[Saved entries]
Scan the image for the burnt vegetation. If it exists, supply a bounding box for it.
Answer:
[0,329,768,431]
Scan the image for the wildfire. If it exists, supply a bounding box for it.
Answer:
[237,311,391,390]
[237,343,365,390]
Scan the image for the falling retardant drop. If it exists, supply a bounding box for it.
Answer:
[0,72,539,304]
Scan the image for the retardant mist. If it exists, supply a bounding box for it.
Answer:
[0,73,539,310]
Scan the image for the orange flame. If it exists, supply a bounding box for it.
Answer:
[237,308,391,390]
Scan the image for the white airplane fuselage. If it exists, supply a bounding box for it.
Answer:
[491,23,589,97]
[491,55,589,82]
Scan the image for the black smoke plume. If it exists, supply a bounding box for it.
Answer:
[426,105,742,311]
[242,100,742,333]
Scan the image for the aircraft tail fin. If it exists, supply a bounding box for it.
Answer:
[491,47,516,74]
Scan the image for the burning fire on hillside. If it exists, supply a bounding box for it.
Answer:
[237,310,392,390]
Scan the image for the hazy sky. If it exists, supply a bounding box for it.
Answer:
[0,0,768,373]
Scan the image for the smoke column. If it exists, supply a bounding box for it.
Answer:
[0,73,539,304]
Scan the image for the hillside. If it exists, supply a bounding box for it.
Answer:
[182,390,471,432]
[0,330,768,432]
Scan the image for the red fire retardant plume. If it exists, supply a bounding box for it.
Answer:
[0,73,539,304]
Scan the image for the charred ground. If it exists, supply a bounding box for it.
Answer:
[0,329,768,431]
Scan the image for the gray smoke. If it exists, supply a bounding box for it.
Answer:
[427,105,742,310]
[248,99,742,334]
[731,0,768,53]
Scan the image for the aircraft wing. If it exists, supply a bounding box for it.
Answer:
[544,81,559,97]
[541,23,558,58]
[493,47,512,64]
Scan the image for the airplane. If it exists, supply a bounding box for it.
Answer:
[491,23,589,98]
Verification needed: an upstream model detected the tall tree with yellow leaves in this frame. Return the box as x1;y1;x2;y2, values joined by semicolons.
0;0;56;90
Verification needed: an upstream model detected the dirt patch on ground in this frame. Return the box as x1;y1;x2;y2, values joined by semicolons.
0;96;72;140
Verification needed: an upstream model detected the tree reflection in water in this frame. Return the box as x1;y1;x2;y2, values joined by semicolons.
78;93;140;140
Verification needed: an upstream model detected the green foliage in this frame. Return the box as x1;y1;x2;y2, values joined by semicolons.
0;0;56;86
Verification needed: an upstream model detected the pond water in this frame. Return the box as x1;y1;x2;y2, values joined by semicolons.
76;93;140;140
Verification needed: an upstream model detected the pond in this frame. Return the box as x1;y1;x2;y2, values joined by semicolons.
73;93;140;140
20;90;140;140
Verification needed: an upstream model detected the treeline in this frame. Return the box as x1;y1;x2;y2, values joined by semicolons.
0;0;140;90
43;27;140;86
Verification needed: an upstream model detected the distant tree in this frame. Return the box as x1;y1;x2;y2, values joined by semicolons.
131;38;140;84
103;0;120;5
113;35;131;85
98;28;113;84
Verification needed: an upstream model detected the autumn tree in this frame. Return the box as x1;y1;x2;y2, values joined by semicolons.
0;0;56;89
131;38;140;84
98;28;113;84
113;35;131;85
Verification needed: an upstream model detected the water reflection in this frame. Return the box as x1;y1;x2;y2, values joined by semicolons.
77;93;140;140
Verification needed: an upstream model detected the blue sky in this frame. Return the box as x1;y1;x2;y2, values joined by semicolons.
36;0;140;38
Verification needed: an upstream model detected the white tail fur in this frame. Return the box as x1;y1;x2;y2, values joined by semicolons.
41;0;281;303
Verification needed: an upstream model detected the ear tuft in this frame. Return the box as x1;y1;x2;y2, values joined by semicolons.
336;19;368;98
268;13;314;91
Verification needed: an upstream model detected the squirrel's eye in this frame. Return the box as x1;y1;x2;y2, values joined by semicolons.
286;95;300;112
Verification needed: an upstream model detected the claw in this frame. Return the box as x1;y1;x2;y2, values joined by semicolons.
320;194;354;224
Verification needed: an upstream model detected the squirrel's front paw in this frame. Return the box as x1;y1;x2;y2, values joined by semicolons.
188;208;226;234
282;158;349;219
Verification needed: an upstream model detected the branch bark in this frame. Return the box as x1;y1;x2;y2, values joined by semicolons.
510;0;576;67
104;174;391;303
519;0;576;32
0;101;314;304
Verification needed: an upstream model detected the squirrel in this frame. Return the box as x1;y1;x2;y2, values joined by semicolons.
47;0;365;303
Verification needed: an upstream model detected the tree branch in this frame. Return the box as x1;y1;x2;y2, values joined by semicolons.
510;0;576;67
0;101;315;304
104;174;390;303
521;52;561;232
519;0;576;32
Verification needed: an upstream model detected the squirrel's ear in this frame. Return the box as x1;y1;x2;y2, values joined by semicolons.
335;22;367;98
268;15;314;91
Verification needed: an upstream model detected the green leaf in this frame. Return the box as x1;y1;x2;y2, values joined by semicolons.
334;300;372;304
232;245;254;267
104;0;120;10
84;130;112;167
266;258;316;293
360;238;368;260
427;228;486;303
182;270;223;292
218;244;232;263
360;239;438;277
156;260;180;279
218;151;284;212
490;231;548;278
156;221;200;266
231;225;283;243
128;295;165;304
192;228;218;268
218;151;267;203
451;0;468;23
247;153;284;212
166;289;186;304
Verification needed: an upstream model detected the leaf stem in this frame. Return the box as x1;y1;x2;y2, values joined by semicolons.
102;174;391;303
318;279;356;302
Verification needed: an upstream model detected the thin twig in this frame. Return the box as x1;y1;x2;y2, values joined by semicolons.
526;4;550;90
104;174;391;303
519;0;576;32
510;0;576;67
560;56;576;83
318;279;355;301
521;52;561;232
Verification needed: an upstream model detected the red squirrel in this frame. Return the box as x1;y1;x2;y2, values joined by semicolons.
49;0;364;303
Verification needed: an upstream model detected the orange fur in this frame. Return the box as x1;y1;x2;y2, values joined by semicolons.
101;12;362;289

= Work required =
Extract the listing in its entirety and repeat it exactly.

= Exercise output =
Scan the image for the burnt vegetation. If it exists, supply a bounding box for it.
Answer:
[0,329,768,431]
Scan the image for the wildfire. If it exists, supply a bounding box for it.
Answer:
[237,311,391,390]
[237,343,365,390]
Scan the image for the falling retardant drop. If it exists, supply a bounding box for it.
Answer:
[0,72,539,304]
Scan the image for the retardant mist. If it exists, supply a bounding box for it.
Answer:
[0,73,539,310]
Scan the image for the orange flame. If it exists, supply a bounding box for it.
Answer:
[237,308,391,390]
Scan the image for the white airplane fuselage. If it exists, supply a bounding box for it.
Answer:
[491,23,589,97]
[491,55,589,82]
Scan the image for the black smoke plume. If it exists, supply a bounding box for it.
Answer:
[426,105,742,311]
[242,100,742,333]
Scan the image for the aircraft tail fin. If it exists, supply a bounding box for it.
Answer:
[491,47,516,74]
Scan the image for the burning fire on hillside. If it exists, supply a bounding box for it.
Answer:
[237,310,392,390]
Scan the image for the hazy sky. If it exists, supply a bounding box for it.
Answer:
[0,0,768,373]
Scan the image for the smoke column. If it exists, supply a bounding box for it.
Answer:
[0,73,539,304]
Scan the image for the hillside. If it exists, supply a bounding box for it.
Answer:
[182,390,471,432]
[0,330,768,432]
Scan the image for the red fire retardant plume. If it exists, supply a bounding box for it.
Answer:
[0,73,539,304]
Scan the image for the charred ground. If it exists, supply a bounding box for it.
Answer:
[0,329,768,431]
Scan the image for the gray smoke. If it exists, supply a bounding box for it.
Answer:
[427,105,742,310]
[248,99,742,334]
[731,0,768,53]
Scan the image for the aircraft wing. If it exists, supply a bounding box for it.
Answer:
[544,81,559,97]
[541,23,558,58]
[493,47,512,64]
Scan the image for the airplane. If it exists, supply a bounding box for it.
Answer:
[491,23,589,98]
Verification needed: an upstream model detected the tall tree with yellow leaves in this frame. Return the box as x1;y1;x2;y2, values joined by semicolons.
0;0;56;90
Verification needed: an upstream model detected the dirt patch on ground in this frame. Return the box as x1;y1;x2;y2, values joined by semicolons.
0;96;72;140
Verification needed: an upstream model detected the tree reflection in water in this frame. Return the box as x1;y1;x2;y2, values joined by semicolons.
78;93;140;140
Verification needed: an upstream model detected the green foliage in this frame. Return the box as x1;y1;x2;y2, values joined by semicolons.
0;0;56;86
Verification needed: an upstream model detected the pond water in this frame. Return the box as x1;y1;x2;y2, values joined by semicolons.
76;93;140;140
Verification needed: an upstream model detected the pond in this frame. Return the box as x1;y1;x2;y2, values joined by semicolons.
73;93;140;140
20;90;140;140
Verification needed: an upstream model detected the treeline in this frame. Return the box as x1;y1;x2;y2, values joined by semicolons.
0;0;140;90
43;27;140;86
Verification needed: an upstream model detected the distant tree in this frame. Return the box as x1;y1;x2;y2, values joined by semicolons.
131;38;140;84
103;0;120;5
113;35;131;85
98;28;113;84
Verification needed: an upstream model detected the autumn tree in this frame. Return the box as x1;y1;x2;y2, values joined by semicolons.
0;0;56;89
131;38;140;84
98;28;113;84
113;35;131;85
Verification needed: an upstream model detected the water reflection in this frame. Return the box as x1;y1;x2;y2, values joined by semicolons.
77;93;140;140
Verification needed: an upstream model detected the blue sky in this frame. Return the box as x1;y1;x2;y2, values joined by semicolons.
36;0;140;38
Verification needed: an upstream model detected the white tail fur in this frame. Return the box as x1;y1;x2;y2, values joined by semicolons.
41;0;281;303
Verification needed: an upstream model detected the ear tuft in this frame. Return the box as x1;y1;x2;y2, values joined by semicolons.
336;19;368;98
268;13;314;91
Verification needed: an upstream model detected the squirrel's eye in this frame. Return the box as x1;y1;x2;y2, values joined by semicolons.
286;95;300;112
Verification needed: an upstream model detected the claw in this frame. Return the box as x1;y1;x2;y2, values joined by semicolons.
320;194;354;224
Verification needed: an upstream model detected the squirrel's front paw in this frame. Return the box as x1;y1;x2;y2, values joined by semicolons.
188;208;226;234
282;158;349;219
Verification needed: an upstream model detected the branch bark in this frame. Return the box as x1;y1;x2;y2, values joined by semicolons.
510;0;576;67
104;174;391;303
519;0;576;32
0;101;314;304
Verification needed: an upstream model detected the squirrel in this frame. Return the box as x1;y1;x2;y2, values joined by semicolons.
47;0;365;303
Verification needed: an upstream model detected the tree branch in this frame. Return the box as x1;y1;x2;y2, values joined by semicolons.
510;0;576;67
0;101;315;304
104;174;390;303
521;52;561;232
519;0;576;32
Verification needed: an upstream model detected the squirrel's ear in this frame. Return the box as x1;y1;x2;y2, values joined by semicolons.
335;22;367;98
268;15;314;91
Verification needed: an upstream model detected the green leaf in this frame. Return the box as x1;y1;x2;y2, values joined by semicolons.
334;300;372;304
232;245;254;267
104;0;120;10
84;130;112;167
266;258;316;293
360;238;368;260
427;228;486;303
182;270;223;292
218;244;232;263
360;239;438;277
156;260;180;279
218;151;284;212
490;231;548;278
156;221;200;266
231;225;283;243
128;295;165;304
192;228;218;268
218;151;267;203
451;0;468;23
247;153;284;212
166;289;186;304
Verification needed: an upstream model detected the leaf stem in this frame. Return the box as x1;y1;x2;y2, values joined by semicolons.
102;174;391;303
318;279;356;302
Verification needed: an upstream model detected the thin twig in this frame. Return the box as x1;y1;x2;y2, values joined by semicolons.
526;4;550;90
104;174;391;303
519;0;576;32
510;0;576;67
560;56;576;83
318;279;355;301
521;52;561;232
Verification needed: an upstream model detected the red squirrel in this frame. Return the box as x1;y1;x2;y2, values joined by semicolons.
49;0;364;303
Verification needed: an upstream model detected the orange fur in this frame. Return the box as x1;y1;x2;y2, values joined by semicolons.
101;12;362;289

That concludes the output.